• _Entries provided_
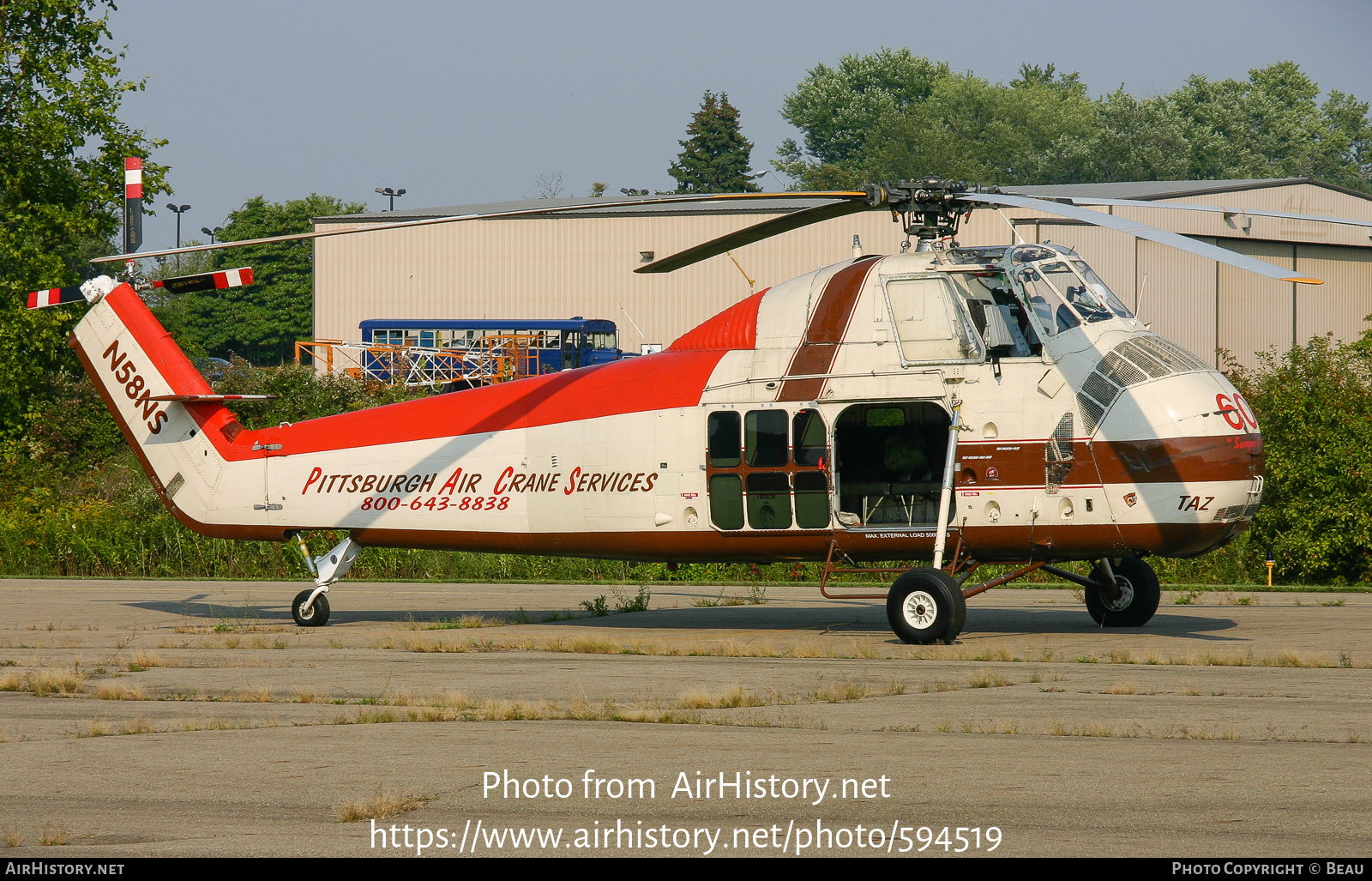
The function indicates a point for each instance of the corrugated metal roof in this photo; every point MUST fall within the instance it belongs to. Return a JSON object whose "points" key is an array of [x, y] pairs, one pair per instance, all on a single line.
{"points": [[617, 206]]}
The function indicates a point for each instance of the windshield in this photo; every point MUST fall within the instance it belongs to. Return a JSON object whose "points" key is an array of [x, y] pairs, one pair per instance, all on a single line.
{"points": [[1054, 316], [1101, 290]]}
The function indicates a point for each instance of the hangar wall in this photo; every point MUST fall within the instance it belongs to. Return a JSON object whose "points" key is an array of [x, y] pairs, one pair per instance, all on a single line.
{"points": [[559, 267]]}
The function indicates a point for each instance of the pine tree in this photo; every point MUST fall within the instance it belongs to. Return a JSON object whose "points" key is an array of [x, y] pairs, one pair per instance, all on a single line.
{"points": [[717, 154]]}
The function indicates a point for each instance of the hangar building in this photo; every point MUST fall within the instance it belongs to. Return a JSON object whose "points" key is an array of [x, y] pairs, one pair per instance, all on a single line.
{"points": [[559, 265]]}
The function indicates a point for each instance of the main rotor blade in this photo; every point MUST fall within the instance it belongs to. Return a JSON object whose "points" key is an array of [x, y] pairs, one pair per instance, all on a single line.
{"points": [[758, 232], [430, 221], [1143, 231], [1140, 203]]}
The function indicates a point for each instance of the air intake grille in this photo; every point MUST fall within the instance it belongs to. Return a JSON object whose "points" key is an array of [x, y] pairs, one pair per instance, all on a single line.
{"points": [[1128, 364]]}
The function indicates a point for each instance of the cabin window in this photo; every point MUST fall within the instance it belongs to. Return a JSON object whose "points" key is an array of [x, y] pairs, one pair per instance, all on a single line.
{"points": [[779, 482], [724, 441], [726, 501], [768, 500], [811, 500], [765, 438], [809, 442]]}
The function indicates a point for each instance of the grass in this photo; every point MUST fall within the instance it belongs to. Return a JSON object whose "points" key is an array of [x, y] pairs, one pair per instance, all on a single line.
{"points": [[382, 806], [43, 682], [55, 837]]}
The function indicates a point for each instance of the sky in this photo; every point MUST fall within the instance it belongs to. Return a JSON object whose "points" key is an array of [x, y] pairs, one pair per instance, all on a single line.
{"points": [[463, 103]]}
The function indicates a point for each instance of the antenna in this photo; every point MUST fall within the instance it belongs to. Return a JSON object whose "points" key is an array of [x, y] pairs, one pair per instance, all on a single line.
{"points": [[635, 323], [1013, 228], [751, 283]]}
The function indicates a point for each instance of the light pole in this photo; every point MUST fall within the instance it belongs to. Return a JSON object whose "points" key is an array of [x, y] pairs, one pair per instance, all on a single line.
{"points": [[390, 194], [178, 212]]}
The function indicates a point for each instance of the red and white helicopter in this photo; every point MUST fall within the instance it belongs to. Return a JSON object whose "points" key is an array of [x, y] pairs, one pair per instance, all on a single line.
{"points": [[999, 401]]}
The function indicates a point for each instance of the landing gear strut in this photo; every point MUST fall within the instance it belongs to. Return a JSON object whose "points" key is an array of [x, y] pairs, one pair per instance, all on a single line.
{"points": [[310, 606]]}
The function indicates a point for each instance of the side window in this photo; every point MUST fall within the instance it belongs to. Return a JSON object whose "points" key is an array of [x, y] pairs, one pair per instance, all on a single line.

• _What is required_
Please reproduce the material word for word, starting with the line that contains "The function indicates a point for each instance of the red" and going on through the last line of the material.

• _Answer below_
The function indicates a point for each instance of the red and white helicopter in this photo; every point MUST fall within the instance it belongs to. Return a JSON object whose "points" key is an array of [x, y] pairs, one pair per instance, all on a single line.
{"points": [[999, 401]]}
The function indicates a point for each instance of the landing gear strut in this photo; every point MUST fall within the instance it belongs to. Return a JSON object whose "points" key is an array of [x, y] pairs, one pair per instance, all on a single line.
{"points": [[310, 606]]}
The function indicates a point for each instance of the side window in this photo; every point MUST fall within the instance it belongs to. Return a JSON object whose "points" key is an array of [x, y] pairs, one pair per instance, all on a single line.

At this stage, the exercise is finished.